REQUIRED TASK:
State how many lines of the listing below contain the word "hand". Reply with the number alone.
# # # #
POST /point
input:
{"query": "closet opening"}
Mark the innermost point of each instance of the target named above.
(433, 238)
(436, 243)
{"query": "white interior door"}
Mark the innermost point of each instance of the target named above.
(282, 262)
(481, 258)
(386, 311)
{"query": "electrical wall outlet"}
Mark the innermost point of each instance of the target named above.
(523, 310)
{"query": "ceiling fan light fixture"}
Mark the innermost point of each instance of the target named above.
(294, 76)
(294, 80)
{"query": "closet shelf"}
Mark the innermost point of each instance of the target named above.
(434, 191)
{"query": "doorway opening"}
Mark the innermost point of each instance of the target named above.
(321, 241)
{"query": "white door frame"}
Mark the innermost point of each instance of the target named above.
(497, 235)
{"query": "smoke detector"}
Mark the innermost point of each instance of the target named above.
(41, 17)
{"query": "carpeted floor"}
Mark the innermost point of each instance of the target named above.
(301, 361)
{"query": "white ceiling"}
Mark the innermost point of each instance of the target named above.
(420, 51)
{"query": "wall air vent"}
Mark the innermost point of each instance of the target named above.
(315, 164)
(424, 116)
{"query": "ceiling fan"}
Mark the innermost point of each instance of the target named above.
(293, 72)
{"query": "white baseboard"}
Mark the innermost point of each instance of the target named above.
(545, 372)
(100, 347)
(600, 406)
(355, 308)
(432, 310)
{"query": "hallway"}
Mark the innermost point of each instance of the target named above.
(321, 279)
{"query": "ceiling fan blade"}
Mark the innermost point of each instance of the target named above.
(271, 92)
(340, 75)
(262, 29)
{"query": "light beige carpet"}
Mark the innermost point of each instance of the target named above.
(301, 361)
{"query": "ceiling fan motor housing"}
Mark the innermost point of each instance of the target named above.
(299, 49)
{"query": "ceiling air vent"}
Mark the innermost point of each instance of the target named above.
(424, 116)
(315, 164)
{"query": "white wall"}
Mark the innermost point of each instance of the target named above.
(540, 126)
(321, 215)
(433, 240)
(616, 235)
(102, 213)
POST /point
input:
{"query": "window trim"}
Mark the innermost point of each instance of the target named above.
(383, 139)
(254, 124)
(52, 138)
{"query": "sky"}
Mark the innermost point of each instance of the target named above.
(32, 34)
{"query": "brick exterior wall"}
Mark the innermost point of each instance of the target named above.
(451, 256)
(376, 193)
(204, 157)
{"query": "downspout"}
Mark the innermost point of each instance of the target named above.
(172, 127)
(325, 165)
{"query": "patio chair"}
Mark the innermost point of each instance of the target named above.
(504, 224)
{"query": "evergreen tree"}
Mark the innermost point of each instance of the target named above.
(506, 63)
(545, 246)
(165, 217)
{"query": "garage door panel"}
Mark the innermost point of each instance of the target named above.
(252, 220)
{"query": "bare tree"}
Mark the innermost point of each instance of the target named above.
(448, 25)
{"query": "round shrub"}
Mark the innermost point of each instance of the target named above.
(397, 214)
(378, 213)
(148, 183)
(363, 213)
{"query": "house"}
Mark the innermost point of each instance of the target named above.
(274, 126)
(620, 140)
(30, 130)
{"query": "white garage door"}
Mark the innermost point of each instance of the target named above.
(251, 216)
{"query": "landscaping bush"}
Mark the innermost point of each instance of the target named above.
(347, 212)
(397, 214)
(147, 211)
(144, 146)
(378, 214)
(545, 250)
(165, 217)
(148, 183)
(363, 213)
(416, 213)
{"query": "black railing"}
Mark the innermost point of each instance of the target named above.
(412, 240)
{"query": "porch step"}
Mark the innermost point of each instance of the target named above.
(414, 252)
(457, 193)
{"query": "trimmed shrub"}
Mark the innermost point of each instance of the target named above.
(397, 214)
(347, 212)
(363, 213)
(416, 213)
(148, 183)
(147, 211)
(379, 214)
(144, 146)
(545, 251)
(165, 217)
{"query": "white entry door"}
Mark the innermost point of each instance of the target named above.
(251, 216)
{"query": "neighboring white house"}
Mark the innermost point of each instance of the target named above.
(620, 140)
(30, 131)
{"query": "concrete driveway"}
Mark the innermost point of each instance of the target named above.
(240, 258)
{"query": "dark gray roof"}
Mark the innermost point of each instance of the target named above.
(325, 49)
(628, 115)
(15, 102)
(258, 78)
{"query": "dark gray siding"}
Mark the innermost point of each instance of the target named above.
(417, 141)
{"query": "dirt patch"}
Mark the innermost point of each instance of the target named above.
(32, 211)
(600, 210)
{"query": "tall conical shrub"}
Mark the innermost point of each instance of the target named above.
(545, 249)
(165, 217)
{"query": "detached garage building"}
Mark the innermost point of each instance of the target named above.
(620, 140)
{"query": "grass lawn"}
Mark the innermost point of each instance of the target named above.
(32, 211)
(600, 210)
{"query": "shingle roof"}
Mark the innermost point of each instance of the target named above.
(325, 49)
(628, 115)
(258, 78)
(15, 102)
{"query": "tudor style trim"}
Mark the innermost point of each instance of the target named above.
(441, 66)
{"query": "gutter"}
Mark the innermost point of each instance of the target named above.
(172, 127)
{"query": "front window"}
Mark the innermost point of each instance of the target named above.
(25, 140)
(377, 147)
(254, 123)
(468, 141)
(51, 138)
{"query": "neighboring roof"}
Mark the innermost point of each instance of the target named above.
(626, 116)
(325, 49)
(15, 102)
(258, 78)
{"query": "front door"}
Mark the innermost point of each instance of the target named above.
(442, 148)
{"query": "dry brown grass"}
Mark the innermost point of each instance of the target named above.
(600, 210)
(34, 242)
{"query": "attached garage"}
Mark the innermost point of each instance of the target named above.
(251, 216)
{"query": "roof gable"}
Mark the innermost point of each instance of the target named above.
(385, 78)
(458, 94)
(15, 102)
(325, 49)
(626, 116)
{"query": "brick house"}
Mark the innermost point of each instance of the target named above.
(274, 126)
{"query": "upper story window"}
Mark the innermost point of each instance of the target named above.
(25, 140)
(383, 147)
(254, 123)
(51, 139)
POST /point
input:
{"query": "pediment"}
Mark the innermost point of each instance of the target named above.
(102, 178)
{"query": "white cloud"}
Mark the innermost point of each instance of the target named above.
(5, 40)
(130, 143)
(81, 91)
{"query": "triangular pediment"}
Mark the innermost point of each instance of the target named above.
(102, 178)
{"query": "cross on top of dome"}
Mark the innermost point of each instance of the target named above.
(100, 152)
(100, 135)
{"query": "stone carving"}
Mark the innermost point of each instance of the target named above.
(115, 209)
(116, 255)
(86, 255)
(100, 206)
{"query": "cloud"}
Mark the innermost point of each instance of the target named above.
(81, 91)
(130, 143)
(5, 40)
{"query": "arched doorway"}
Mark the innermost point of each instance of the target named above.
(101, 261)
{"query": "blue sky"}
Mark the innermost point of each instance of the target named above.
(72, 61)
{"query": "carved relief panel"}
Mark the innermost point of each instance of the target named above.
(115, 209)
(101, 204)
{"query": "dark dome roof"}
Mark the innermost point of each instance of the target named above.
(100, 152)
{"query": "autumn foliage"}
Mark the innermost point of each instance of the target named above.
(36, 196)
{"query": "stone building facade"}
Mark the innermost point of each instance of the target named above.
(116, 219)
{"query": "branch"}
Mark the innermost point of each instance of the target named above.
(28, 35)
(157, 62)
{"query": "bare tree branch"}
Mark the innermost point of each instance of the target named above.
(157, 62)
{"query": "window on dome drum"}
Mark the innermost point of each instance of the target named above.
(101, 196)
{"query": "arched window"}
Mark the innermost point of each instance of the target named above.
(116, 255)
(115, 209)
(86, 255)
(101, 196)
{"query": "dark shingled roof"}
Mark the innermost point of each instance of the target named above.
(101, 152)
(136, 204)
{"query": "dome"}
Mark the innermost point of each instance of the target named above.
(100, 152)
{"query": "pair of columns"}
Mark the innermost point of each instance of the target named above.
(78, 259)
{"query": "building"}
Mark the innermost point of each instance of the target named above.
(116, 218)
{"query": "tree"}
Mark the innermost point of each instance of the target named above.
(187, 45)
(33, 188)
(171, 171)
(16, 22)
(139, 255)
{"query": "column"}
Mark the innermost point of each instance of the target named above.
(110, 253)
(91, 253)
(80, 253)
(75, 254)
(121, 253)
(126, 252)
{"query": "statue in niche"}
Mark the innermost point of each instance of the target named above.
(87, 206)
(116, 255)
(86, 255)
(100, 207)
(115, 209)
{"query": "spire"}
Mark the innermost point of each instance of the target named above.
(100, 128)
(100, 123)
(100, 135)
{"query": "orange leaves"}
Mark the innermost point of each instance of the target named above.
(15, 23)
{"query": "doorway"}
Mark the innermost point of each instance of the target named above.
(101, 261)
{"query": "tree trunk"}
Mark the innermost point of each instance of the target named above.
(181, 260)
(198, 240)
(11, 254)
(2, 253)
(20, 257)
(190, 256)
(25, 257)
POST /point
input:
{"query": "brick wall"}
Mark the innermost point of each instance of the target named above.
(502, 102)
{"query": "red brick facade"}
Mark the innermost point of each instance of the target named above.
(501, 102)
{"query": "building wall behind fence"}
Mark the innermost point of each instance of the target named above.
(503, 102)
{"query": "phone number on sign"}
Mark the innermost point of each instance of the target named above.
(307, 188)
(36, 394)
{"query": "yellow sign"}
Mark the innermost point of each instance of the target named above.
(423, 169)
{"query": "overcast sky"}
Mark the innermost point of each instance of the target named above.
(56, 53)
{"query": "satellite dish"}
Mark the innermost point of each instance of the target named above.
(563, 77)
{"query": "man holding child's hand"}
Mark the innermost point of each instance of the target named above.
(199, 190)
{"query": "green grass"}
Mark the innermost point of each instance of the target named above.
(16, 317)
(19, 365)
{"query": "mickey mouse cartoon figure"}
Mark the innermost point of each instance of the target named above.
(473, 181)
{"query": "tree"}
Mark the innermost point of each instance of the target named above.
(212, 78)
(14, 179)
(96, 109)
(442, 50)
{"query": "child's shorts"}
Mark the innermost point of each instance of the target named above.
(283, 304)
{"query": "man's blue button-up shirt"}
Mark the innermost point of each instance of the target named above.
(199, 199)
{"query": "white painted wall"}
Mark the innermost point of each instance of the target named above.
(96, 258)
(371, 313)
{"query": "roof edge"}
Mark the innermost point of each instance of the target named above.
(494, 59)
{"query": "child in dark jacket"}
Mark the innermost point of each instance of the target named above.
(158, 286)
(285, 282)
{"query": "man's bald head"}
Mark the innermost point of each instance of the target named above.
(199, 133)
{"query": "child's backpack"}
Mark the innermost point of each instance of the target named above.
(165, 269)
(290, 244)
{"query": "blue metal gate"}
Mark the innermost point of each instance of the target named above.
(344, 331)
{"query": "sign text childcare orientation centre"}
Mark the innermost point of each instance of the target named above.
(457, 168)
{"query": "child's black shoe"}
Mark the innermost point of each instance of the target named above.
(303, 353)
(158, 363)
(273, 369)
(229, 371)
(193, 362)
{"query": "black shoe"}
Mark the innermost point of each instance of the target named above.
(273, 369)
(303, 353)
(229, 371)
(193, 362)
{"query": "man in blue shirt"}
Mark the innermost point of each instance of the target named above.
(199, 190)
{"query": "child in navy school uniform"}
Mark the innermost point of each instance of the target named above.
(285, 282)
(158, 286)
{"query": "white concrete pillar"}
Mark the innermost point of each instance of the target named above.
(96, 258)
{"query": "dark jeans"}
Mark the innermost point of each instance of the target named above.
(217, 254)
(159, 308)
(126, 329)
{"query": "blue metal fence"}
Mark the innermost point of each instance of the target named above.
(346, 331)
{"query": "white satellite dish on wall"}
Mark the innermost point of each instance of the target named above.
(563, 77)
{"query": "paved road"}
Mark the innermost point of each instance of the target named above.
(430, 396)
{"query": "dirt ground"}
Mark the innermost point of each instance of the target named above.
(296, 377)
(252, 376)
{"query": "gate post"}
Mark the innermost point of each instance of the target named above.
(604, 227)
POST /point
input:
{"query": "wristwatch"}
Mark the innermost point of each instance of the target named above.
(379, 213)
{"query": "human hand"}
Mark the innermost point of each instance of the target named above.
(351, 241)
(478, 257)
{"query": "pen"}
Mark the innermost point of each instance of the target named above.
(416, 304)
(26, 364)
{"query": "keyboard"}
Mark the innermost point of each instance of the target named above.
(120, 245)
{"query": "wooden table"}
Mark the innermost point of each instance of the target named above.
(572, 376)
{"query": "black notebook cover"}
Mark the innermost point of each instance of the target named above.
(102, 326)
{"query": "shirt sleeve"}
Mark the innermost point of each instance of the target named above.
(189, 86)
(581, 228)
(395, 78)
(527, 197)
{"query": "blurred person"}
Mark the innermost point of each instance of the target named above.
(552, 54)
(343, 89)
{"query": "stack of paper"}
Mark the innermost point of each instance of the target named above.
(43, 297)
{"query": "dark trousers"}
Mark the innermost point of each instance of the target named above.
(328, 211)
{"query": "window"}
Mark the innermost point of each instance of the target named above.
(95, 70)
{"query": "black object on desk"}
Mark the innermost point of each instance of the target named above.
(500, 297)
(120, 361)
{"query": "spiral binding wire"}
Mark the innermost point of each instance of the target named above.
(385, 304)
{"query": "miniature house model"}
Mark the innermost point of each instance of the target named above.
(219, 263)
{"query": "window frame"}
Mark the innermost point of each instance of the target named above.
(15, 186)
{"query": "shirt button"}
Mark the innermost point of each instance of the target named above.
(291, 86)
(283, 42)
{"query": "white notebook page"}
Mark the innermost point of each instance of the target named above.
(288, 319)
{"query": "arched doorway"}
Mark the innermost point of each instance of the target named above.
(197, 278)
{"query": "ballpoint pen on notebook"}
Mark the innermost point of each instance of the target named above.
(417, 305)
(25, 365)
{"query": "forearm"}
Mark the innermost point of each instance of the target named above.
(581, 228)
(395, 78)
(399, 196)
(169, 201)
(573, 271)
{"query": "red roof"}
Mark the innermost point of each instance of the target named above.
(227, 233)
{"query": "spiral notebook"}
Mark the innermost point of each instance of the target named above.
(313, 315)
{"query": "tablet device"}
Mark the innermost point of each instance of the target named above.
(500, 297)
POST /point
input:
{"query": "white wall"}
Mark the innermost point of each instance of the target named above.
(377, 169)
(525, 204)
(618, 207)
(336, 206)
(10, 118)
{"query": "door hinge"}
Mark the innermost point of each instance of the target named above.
# # # #
RESPONSE TO THIS TASK:
2